--- Dataset entries ---
━━━━━━

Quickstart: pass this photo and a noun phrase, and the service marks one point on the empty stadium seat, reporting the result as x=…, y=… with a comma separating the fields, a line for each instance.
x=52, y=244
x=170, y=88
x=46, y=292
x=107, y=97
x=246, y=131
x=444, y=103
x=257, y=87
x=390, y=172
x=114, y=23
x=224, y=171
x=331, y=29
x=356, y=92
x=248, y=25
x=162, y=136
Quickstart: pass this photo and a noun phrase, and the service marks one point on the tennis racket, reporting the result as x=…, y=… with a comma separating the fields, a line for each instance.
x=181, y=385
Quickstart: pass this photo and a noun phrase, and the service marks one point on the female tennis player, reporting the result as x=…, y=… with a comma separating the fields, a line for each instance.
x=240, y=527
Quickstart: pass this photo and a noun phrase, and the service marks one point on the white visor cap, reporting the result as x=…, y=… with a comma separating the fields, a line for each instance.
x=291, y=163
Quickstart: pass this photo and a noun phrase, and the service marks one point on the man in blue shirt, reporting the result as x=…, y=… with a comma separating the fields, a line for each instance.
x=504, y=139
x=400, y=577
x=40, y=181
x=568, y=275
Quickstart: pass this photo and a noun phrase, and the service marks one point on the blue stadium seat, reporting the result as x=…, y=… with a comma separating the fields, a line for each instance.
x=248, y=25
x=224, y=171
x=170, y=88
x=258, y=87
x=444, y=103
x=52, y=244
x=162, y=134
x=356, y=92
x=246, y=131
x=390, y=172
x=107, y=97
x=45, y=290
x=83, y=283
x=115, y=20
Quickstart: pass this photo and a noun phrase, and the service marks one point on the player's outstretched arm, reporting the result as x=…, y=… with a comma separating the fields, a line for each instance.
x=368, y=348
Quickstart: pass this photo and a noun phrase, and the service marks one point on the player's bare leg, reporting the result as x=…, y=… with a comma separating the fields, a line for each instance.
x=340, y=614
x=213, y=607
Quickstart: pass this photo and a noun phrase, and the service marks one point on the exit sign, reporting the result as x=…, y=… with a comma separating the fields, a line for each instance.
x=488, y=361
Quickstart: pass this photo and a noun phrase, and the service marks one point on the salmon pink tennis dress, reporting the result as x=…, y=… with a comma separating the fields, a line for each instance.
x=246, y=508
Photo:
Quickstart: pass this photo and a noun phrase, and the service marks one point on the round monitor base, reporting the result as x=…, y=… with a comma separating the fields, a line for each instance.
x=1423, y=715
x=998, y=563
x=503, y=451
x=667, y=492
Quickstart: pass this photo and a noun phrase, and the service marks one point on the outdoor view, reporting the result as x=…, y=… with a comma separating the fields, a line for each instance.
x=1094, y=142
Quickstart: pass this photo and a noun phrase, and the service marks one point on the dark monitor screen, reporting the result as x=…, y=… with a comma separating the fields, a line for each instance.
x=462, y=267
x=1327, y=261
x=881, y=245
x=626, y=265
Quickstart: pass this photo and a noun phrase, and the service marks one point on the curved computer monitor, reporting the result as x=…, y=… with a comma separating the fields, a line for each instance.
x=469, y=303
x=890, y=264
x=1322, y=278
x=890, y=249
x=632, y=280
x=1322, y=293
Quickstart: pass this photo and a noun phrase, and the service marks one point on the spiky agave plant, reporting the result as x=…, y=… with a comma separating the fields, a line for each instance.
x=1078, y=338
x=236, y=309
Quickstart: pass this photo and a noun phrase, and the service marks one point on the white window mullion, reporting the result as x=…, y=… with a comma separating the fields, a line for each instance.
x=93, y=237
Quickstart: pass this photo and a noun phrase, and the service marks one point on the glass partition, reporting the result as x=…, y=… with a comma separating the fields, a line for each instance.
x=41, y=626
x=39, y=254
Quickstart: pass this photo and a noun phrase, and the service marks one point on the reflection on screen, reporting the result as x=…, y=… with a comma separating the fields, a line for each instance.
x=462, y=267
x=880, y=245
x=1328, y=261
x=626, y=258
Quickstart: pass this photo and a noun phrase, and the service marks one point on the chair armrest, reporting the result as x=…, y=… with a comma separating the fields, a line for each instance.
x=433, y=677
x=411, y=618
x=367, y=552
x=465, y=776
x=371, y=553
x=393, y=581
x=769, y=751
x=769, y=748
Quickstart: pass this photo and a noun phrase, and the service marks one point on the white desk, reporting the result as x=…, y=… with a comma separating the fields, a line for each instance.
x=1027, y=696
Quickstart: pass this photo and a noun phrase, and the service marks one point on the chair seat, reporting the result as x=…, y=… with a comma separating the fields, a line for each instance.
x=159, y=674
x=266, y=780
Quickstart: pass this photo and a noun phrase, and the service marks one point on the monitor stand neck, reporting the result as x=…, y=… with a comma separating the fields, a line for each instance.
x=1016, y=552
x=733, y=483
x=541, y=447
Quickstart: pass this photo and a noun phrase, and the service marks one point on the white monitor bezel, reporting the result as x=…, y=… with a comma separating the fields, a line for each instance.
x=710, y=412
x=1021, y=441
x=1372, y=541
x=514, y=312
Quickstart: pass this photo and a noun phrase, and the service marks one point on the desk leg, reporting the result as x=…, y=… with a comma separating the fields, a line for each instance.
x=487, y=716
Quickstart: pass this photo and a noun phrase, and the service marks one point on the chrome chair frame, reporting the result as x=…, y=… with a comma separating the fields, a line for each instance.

━━━━━━

Copy out, unchanged, the stretch of the records from the line containing "on the exit" through the line containing "x=626, y=265", with both of those lines included.

Quickstart: pass this photo and a noun phrase, and the service marks one point on the exit sign, reporting the result as x=…, y=… with a comma separating the fields, a line for each instance.
x=488, y=361
Quickstart: pass this photo and a noun phrase, and the service marks one point on the salmon pink tennis dress, reporting the result as x=…, y=… with a comma separating the fields, a line for each instance.
x=246, y=508
Photo:
Quickstart: pass this photo and a noun phrase, and the service marks one point on the round monitor base, reporting the result as x=…, y=… with a comma separating the fields, a line for each instance.
x=1423, y=715
x=998, y=563
x=503, y=451
x=667, y=492
Quickstart: pass this photo and a noun phrase, and the service marks one point on the outdoor view, reporting the result as x=…, y=… with a comma separating the fields, a line for each instance.
x=1094, y=142
Quickstart: pass this photo and a noun phrase, and the service marks one point on the dark monitor screen, reporting the result as x=…, y=… with a comma separating the fields, a line for each instance.
x=462, y=267
x=1327, y=261
x=881, y=245
x=626, y=265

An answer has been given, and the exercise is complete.